_Material provided_:
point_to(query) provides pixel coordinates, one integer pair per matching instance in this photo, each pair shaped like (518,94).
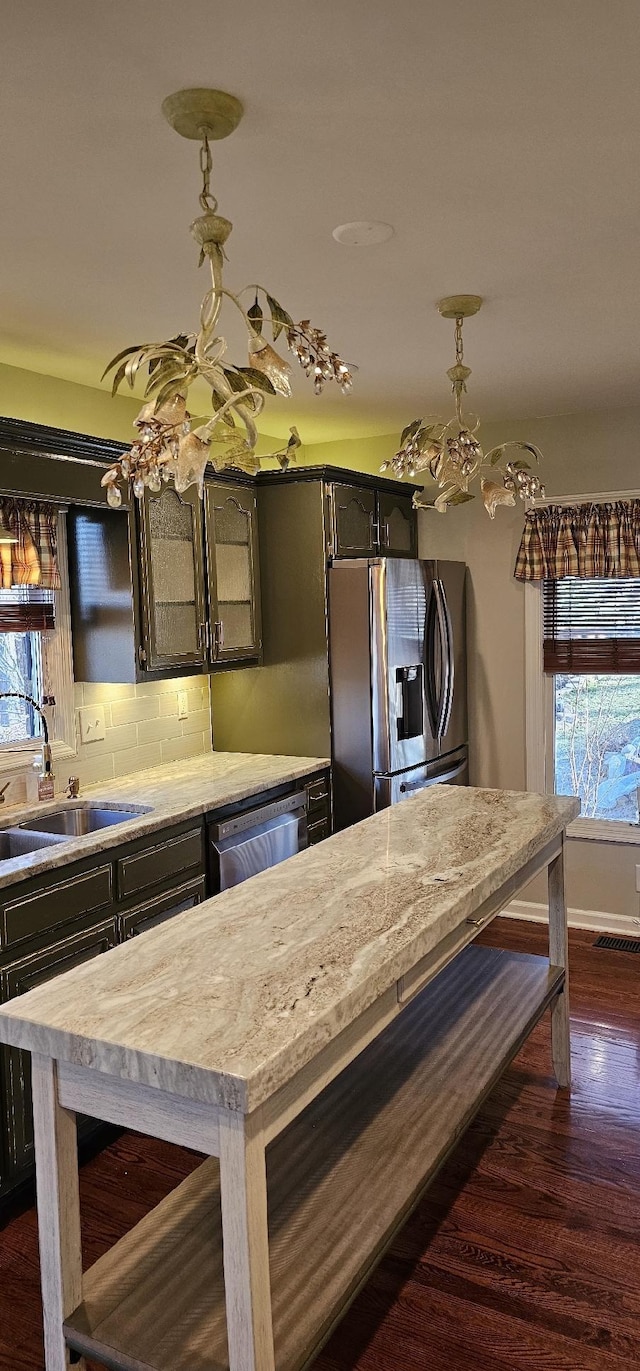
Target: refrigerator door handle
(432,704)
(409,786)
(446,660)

_What is expected_: Exact copy, no pictures: please print every record above as written.

_Answer box_:
point_to(query) provides pixel coordinates, one integer pair per matching instance in this photo, each pair shaped like (518,94).
Target: refrigerator door handle
(432,704)
(409,786)
(446,660)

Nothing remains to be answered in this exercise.